How many of the lines below contain the string "hazy"? Reply with the number alone.

··· Records for this task ···

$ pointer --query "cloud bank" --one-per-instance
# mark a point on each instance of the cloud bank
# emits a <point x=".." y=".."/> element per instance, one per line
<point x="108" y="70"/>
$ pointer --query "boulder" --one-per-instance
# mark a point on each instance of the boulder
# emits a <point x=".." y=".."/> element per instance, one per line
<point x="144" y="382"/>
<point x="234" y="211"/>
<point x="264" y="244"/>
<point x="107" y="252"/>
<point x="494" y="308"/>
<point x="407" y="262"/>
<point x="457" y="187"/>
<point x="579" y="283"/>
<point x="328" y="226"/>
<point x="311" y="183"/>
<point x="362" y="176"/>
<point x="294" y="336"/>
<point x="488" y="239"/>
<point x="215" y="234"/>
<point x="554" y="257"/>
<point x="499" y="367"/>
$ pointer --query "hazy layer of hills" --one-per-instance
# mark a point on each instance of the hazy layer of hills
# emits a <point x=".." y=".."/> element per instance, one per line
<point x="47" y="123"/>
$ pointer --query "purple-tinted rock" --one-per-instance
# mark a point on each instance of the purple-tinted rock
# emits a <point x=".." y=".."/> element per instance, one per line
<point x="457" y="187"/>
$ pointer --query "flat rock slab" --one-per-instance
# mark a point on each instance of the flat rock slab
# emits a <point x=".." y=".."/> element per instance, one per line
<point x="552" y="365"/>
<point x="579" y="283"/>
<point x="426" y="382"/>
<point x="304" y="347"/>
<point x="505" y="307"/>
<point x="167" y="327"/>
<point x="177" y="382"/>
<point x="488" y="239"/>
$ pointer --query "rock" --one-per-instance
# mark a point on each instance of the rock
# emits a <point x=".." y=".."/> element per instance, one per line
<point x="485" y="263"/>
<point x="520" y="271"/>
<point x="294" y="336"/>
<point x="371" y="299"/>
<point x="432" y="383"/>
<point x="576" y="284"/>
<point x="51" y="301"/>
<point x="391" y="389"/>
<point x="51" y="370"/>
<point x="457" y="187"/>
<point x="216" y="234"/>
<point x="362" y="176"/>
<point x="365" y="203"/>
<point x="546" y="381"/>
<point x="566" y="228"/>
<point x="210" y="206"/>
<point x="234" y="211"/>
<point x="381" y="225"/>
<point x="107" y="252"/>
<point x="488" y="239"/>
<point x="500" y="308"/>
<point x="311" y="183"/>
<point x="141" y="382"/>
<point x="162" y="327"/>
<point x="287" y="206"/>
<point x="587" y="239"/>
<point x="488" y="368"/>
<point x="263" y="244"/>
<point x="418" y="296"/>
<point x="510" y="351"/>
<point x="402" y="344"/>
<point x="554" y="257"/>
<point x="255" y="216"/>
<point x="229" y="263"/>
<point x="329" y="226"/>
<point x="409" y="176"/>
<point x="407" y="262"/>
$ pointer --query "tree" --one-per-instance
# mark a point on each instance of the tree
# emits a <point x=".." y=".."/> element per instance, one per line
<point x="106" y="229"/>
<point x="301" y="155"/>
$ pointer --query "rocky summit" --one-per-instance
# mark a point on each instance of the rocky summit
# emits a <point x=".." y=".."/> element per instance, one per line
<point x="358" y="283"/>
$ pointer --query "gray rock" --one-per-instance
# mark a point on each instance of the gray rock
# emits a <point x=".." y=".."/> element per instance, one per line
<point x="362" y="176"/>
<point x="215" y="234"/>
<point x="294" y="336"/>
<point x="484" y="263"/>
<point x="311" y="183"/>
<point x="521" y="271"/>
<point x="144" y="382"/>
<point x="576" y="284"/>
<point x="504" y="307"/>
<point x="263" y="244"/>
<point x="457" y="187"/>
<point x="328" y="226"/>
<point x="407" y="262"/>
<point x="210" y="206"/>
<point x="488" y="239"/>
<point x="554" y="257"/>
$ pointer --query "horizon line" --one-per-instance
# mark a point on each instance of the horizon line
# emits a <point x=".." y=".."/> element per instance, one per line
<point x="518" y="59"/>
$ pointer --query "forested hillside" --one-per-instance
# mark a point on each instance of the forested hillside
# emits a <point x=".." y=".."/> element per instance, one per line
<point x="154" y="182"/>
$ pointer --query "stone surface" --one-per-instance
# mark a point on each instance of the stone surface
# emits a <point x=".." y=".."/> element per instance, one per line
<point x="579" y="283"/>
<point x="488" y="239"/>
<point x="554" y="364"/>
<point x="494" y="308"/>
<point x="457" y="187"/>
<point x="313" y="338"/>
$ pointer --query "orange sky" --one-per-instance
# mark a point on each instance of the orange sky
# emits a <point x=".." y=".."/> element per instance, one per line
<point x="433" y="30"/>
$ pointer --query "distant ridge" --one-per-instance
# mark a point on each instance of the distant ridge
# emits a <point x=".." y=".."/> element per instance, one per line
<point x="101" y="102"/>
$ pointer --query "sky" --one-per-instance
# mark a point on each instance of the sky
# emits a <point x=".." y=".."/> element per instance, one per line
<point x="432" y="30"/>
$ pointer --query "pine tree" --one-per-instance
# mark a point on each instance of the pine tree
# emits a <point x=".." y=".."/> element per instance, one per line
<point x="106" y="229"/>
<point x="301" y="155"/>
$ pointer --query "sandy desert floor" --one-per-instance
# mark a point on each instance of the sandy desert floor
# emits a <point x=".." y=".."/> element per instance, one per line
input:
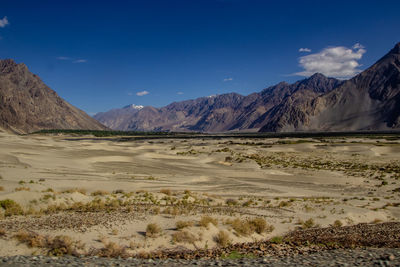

···

Answer below: 2